◆ WHAT THE EXERCISE ASKS ◆
Turn the lines from the one containing "Could you kindly segment every instance of the carved" through the one containing "204 150 L 47" into a numbered list, leaving out blank lines.

◆ PROVIDED DATA ◆
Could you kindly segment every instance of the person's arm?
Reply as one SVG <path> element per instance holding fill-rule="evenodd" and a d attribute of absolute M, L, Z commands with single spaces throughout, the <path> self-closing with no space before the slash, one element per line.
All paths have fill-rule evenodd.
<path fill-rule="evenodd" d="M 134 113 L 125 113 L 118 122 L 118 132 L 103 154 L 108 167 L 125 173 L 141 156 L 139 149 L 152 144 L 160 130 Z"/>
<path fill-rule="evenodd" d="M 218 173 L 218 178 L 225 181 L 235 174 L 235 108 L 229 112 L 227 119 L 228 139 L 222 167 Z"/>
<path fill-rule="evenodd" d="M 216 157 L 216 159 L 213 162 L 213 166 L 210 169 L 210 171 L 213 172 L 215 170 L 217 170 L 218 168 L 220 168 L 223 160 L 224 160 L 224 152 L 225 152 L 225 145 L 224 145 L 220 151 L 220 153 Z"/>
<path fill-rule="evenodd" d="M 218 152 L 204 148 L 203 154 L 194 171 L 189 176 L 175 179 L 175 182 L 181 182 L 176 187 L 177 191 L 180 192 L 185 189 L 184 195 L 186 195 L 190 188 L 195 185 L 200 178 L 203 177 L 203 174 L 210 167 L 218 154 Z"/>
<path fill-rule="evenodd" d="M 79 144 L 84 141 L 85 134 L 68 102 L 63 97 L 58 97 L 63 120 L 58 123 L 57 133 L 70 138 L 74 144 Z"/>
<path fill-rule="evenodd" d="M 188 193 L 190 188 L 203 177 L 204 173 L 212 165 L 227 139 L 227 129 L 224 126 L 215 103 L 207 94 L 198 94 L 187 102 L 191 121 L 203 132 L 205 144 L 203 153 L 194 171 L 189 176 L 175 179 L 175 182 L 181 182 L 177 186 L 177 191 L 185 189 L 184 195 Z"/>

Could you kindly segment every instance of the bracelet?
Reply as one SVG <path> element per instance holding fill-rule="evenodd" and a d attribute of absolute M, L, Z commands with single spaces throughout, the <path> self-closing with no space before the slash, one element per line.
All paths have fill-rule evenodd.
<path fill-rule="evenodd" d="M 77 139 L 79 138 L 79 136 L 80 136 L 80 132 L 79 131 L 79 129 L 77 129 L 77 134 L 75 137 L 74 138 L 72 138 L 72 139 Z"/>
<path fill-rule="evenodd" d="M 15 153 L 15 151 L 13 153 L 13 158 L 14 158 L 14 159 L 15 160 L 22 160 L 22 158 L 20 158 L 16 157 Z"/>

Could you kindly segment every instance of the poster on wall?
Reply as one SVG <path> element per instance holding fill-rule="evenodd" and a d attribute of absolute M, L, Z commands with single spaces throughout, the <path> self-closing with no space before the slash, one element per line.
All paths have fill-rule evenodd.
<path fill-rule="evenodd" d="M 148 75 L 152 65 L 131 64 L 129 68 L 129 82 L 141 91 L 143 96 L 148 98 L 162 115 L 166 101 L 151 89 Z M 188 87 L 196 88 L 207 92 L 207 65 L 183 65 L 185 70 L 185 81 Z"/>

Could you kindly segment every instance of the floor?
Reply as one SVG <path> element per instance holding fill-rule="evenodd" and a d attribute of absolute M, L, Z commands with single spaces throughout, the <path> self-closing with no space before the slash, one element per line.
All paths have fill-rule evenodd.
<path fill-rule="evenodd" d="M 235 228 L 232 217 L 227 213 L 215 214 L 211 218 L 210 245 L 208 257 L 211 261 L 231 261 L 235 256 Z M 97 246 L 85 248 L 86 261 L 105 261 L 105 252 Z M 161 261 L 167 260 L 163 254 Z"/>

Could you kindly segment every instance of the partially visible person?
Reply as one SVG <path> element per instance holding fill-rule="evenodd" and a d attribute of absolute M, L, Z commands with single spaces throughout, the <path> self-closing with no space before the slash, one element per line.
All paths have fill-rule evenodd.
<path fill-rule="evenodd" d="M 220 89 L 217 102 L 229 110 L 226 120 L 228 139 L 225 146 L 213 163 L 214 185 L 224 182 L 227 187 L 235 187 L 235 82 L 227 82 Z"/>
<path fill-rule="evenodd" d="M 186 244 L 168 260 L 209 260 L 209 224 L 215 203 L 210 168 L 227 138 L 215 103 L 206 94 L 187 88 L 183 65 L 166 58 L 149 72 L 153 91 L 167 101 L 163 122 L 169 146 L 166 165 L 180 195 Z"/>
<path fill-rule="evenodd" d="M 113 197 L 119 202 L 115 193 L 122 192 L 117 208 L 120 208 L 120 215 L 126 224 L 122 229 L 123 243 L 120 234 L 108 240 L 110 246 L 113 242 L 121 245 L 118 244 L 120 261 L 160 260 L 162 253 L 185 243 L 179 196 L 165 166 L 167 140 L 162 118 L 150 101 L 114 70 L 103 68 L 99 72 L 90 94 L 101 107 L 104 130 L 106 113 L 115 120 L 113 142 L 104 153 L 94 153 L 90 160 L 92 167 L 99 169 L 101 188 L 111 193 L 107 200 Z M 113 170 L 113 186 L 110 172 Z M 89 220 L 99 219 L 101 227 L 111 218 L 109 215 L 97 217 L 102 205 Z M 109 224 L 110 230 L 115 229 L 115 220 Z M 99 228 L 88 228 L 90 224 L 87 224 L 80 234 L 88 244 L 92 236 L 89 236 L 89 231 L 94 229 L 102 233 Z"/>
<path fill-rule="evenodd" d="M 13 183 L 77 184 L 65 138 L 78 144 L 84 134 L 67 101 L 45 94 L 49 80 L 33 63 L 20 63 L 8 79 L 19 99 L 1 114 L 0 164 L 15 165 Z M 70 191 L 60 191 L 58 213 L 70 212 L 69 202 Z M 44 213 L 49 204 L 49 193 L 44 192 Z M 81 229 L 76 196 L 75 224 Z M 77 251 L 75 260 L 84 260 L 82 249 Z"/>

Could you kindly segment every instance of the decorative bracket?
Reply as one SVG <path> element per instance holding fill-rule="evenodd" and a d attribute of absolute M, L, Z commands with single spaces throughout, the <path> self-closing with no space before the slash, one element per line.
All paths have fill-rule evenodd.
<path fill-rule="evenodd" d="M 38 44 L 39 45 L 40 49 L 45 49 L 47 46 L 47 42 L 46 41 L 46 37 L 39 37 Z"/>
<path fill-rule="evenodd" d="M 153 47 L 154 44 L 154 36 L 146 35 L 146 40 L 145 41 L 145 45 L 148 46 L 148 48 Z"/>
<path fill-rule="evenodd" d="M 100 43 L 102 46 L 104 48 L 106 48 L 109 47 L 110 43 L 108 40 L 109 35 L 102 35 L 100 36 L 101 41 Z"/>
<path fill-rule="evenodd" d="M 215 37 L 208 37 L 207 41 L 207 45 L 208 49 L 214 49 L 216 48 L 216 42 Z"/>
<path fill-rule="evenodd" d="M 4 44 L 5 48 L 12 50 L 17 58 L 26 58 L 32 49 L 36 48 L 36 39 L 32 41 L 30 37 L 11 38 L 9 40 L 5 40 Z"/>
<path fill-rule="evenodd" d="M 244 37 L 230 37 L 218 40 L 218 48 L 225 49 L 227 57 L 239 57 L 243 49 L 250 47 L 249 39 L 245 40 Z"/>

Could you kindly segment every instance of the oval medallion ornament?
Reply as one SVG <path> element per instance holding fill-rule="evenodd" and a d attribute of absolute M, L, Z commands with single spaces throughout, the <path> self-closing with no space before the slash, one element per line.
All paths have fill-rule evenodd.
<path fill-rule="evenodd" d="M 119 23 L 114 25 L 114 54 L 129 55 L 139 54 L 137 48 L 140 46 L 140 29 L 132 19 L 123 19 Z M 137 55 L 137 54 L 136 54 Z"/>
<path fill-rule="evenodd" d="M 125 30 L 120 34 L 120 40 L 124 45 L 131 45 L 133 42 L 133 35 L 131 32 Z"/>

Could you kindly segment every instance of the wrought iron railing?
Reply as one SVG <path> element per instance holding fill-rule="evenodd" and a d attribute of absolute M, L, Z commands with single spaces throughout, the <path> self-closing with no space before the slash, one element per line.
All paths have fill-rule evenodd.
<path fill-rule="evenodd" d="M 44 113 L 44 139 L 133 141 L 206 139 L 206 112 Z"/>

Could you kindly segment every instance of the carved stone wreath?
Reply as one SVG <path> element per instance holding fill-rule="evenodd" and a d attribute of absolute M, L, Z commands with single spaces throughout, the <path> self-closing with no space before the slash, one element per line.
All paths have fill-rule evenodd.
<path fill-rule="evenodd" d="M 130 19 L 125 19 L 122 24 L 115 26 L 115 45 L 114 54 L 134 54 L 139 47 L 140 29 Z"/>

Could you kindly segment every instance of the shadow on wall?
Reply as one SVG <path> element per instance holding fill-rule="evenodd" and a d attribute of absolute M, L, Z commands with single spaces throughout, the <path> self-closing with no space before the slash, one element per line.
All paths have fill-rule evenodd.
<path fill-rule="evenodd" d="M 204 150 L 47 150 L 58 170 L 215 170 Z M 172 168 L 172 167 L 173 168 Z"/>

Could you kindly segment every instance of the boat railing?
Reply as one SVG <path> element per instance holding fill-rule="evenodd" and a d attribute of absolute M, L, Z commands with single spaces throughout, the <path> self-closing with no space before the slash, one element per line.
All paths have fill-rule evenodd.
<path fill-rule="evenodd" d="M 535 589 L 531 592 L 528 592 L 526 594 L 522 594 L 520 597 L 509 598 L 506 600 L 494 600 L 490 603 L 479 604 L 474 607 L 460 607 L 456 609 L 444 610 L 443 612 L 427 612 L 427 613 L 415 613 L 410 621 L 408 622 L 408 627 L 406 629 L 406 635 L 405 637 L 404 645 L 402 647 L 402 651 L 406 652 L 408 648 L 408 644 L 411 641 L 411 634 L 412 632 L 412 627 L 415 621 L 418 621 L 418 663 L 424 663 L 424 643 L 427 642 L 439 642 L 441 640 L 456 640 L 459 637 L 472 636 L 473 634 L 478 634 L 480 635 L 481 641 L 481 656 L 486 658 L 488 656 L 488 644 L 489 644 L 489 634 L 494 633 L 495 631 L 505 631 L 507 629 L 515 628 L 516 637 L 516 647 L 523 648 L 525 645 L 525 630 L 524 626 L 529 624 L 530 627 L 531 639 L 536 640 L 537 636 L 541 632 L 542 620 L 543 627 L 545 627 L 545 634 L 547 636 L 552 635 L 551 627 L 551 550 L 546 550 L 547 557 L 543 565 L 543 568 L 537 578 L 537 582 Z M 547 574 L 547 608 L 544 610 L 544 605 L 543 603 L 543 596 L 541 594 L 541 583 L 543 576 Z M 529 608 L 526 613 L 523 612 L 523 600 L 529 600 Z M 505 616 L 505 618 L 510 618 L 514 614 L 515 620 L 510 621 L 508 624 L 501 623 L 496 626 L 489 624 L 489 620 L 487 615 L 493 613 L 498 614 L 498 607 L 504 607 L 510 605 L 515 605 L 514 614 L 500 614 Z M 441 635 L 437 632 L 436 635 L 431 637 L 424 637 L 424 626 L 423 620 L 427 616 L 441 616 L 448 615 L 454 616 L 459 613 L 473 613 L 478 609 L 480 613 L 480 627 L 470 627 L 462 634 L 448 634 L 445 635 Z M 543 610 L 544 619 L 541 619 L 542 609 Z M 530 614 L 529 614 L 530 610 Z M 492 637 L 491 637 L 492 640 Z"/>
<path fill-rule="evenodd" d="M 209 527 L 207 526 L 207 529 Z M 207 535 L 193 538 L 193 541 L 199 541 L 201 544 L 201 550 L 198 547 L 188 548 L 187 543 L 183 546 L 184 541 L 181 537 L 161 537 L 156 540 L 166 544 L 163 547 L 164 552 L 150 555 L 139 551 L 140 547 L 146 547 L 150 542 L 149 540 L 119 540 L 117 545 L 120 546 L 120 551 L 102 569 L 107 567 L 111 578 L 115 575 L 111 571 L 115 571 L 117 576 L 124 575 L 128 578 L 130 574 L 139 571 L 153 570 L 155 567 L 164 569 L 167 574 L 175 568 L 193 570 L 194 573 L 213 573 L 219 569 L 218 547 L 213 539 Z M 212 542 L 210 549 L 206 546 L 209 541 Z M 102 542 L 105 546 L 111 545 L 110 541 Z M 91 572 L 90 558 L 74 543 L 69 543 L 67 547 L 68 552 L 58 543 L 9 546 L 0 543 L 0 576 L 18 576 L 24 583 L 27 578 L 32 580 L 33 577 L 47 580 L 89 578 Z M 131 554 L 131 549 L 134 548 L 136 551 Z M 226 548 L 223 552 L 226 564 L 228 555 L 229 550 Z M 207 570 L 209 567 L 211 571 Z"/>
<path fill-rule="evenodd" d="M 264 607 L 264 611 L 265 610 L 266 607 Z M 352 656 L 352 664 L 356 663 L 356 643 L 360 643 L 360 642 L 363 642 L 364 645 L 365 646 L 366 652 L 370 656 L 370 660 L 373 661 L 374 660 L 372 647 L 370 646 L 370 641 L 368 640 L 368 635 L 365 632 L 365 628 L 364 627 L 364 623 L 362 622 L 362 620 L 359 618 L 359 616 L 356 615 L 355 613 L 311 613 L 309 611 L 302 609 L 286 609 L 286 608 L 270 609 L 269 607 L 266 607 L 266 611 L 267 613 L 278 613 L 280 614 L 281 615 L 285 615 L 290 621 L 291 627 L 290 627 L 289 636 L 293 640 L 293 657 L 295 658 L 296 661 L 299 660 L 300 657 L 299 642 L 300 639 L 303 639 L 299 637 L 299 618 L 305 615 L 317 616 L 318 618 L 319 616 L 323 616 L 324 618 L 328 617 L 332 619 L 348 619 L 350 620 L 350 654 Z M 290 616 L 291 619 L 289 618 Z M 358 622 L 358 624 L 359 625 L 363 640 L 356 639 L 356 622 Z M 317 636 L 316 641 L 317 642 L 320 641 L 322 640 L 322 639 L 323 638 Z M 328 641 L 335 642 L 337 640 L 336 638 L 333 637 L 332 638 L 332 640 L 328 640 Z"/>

◆ FULL OUTPUT ◆
1. Could you kindly segment every instance of the carved stone wreath?
2. Reply as one SVG <path> element per instance holding fill-rule="evenodd" and a d attribute of absolute M, L, Z commands with single spaces throughout, the <path> self-closing with no space before the slash, one element per line.
3. All paths have fill-rule evenodd.
4. <path fill-rule="evenodd" d="M 130 19 L 125 19 L 122 24 L 115 26 L 115 45 L 114 54 L 134 54 L 139 47 L 140 29 Z"/>
5. Could you kindly segment every instance of the shadow on wall?
6. Reply as one SVG <path> element per instance holding fill-rule="evenodd" and a d attribute of absolute M, L, Z commands with single spaces throughout, the <path> self-closing with no space before the slash, one element per line.
7. All paths have fill-rule evenodd.
8. <path fill-rule="evenodd" d="M 204 150 L 47 150 L 58 170 L 215 170 Z M 172 168 L 172 167 L 173 168 Z"/>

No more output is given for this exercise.